Task directions
All of the data below must be repeated exactly.

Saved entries
----
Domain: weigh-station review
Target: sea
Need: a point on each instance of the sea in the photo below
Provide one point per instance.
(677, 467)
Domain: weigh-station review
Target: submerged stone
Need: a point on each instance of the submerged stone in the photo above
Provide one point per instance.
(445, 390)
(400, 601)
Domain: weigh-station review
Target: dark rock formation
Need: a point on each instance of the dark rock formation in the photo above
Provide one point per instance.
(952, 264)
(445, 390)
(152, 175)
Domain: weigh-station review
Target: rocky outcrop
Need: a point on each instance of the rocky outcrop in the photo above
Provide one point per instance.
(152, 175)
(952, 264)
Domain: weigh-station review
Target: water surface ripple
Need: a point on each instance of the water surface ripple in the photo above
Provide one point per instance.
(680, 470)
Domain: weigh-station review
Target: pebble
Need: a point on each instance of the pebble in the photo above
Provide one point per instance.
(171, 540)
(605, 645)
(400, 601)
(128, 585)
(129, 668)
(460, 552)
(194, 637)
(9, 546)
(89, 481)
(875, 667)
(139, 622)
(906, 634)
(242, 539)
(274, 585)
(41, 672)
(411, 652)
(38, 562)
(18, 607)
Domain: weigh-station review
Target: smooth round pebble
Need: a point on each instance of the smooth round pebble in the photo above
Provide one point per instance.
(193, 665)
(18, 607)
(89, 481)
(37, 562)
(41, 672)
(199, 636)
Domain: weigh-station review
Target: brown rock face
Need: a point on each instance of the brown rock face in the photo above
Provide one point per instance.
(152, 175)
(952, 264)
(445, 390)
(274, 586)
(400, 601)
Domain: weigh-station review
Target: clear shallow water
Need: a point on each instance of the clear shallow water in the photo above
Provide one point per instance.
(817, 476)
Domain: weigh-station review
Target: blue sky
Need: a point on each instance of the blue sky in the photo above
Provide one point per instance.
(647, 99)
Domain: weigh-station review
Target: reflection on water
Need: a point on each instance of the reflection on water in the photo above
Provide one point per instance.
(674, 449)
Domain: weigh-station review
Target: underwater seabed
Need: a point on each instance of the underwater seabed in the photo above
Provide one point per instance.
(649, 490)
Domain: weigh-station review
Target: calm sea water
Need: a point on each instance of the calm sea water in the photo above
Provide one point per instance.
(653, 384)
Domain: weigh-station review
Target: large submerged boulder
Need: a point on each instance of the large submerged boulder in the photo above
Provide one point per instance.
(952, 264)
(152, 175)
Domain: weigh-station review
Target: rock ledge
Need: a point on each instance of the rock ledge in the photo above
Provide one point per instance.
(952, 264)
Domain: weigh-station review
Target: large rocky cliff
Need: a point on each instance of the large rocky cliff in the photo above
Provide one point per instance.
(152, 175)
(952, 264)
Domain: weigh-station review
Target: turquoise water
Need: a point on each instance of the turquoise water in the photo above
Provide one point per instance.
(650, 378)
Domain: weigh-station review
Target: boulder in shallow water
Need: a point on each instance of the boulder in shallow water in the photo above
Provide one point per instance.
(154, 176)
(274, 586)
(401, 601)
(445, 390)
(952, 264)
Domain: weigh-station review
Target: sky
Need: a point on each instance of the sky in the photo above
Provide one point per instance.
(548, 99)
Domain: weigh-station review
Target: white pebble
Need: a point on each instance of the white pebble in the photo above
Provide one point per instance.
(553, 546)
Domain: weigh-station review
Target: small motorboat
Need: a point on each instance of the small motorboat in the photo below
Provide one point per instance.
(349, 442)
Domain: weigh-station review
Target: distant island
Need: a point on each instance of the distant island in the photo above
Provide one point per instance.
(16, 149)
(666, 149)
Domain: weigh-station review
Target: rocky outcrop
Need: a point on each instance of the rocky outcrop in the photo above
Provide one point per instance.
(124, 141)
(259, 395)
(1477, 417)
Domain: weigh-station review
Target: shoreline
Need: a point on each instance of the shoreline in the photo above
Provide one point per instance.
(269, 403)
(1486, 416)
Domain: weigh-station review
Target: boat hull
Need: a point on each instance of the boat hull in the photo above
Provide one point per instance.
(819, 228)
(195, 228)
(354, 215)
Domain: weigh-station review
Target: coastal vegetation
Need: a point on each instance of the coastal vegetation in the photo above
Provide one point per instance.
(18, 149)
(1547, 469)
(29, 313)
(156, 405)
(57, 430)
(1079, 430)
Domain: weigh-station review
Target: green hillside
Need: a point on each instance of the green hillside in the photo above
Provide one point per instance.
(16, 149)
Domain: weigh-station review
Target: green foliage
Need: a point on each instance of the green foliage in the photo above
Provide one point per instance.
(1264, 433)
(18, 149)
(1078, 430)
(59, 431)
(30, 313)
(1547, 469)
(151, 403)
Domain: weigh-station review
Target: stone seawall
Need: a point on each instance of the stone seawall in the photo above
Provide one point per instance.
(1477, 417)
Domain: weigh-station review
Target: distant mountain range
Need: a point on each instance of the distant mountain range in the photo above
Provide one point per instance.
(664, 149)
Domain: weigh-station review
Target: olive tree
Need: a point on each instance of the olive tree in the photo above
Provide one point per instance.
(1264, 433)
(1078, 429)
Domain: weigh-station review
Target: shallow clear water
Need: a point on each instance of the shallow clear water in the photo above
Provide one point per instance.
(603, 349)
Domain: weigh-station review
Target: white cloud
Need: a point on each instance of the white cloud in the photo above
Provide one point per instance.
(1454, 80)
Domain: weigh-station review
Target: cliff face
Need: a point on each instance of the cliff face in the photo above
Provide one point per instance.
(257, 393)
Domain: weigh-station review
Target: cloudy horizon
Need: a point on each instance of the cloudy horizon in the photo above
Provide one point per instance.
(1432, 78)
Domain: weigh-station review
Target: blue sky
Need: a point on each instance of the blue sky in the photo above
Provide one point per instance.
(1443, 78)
----
Expected answer
Domain: weigh-station review
Target: sea
Need: a point on each instance of the sea in the photo below
Provide one point per instance.
(677, 467)
Domain: weigh-station review
Target: submerged stone
Need: a point on each instance of the submerged stone in the photo above
Provide one point per instance.
(445, 390)
(400, 601)
Domain: weigh-station review
Target: dark rock formation
Need: a point on each instance of the dark rock formation in the photo above
Provide one point per instance.
(952, 264)
(445, 390)
(152, 175)
Domain: weigh-station review
Target: rocky outcrop
Need: a point on each instance of the rocky outcrop in the photo above
Provide one point per instance.
(152, 175)
(952, 264)
Domain: weigh-station review
Target: water surface ripple
Need: a point on each instance of the water surface ripple in the photo above
Provide one point per instance.
(680, 470)
Domain: weigh-station review
Target: pebble
Need: a point on each instance of the pebble in the photo above
Provide one point per instance.
(171, 540)
(605, 645)
(400, 601)
(128, 585)
(129, 668)
(460, 552)
(194, 637)
(9, 546)
(89, 481)
(875, 667)
(139, 622)
(906, 634)
(242, 539)
(274, 585)
(41, 672)
(411, 652)
(38, 562)
(18, 607)
Domain: weigh-station review
Target: smooth round pebble
Need: a point on each instance of the smooth round pebble in the photo above
Provide one point per instance.
(193, 665)
(18, 607)
(89, 481)
(37, 562)
(41, 672)
(199, 636)
Domain: weigh-station review
Target: brown rock face
Need: a point on each instance of the brown rock face in the photo above
Provide one point per instance.
(152, 175)
(952, 264)
(445, 390)
(274, 586)
(400, 601)
Domain: weigh-station review
Target: clear shallow water
Need: a point on each instance of the clear shallow water in the photo above
Provide one point per instance.
(817, 476)
Domain: weigh-station review
Target: blue sky
Need: a point on each instance of the blue sky in the photo above
Provide one point per instance.
(647, 99)
Domain: weigh-station review
Target: reflection on water
Need: a point on each instance of the reflection on water in the photo above
Provide one point per instance.
(674, 449)
Domain: weigh-station review
Target: underwater seabed
Need: a point on each instance of the underwater seabed in the photo above
Provide one point per instance.
(649, 490)
Domain: weigh-station review
Target: calm sea water
Need: a point on each instance of the calm sea water in the photo above
Provide one point per instance.
(653, 384)
Domain: weigh-station review
Target: large submerged boulder
Need: a point on each instance of the large submerged boulder in the photo above
Provide one point per instance.
(952, 264)
(152, 175)
Domain: weigh-station review
Target: rock ledge
Need: a point on each instance of the rock ledge in the photo above
Provide one point per instance.
(952, 264)
Domain: weigh-station review
Target: large rocky cliff
Need: a point on each instance of the large rocky cliff in the photo above
Provide one point per instance.
(152, 175)
(952, 264)
Domain: weigh-station review
Target: turquoise water
Need: a point on each instance of the turquoise water in the photo above
Provide one point per instance.
(650, 378)
Domain: weigh-station review
Target: boulder in shallow water
Need: a point on each instance of the boulder in shallow water in the photo above
Provide one point per instance.
(154, 176)
(274, 586)
(401, 601)
(445, 390)
(952, 264)
Domain: weigh-station review
Target: sky
Need: a point on each instance of the sky in the photo above
Provide one point per instance.
(548, 99)
Domain: weigh-station review
Target: white pebble
Need: a point on each instance of the white pebble in the photo above
Provide one point per instance.
(553, 546)
Domain: weigh-station review
Target: small motorboat
Need: a point on each instance of the small motorboat in the photo below
Provide one point per instance.
(349, 442)
Domain: weigh-station review
Target: distant island
Need: a point on each instance of the distant island in the photo above
Provide one point per instance.
(16, 149)
(666, 149)
Domain: weigh-station review
Target: rocky outcrop
Need: a point on each instance of the rocky outcrop in the photo above
Provide one point per instance.
(124, 141)
(259, 395)
(1477, 417)
Domain: weigh-station review
Target: shoreline
Need: a point on each instance of the shoreline in the photo above
Provide one point per instance.
(269, 403)
(1486, 416)
Domain: weigh-station review
Target: boat hull
Need: a point on each instance of the boat hull in the photo above
Provide one point per instance.
(819, 228)
(195, 228)
(354, 215)
Domain: weigh-station review
Target: coastal vegetation
Need: a point on each instance of the coastal vegetation in the photo above
Provide one point per instance.
(18, 149)
(1547, 469)
(29, 313)
(156, 405)
(57, 430)
(1079, 430)
Domain: weigh-station review
Target: green hillside
Need: a point on each instance of the green hillside in the photo above
Provide one point per instance.
(16, 149)
Domain: weigh-station review
Target: green foliage
Need: a point on each instance of the green foliage in the photo above
Provide one point per instance.
(1264, 433)
(18, 149)
(1078, 430)
(59, 431)
(30, 313)
(1547, 469)
(151, 403)
Domain: weigh-station review
Target: stone seawall
Need: a point on each instance of the stone seawall in the photo above
Provide one point per instance.
(1477, 417)
Domain: weigh-station review
Target: distant mountain range
Need: a point on each instance of the distant mountain range in the photo above
Provide one point per instance.
(664, 149)
Domain: weigh-station review
Target: olive tree
Need: a point on each instance of the olive tree in the photo above
Provide one point per instance.
(1264, 433)
(1078, 429)
Domain: weigh-station review
Target: shallow clear water
Need: a point on each instance of the shallow clear water in the photo above
Provide one point per instance.
(603, 349)
Domain: weigh-station review
Target: white cloud
Need: a point on each instance of the white cloud in the photo above
Provide one point per instance.
(1454, 80)
Domain: weigh-station review
Target: cliff face
Need: a point on each instance of the cliff face in the photo above
Provide one point per instance.
(257, 393)
Domain: weigh-station review
Target: cloudy horizon
Need: a point on each instance of the cloudy horizon in the photo above
Provide one point per instance.
(1432, 78)
Domain: weigh-station review
Target: blue sky
Need: a point on each instance of the blue sky in the photo above
Provide one point per instance.
(1443, 78)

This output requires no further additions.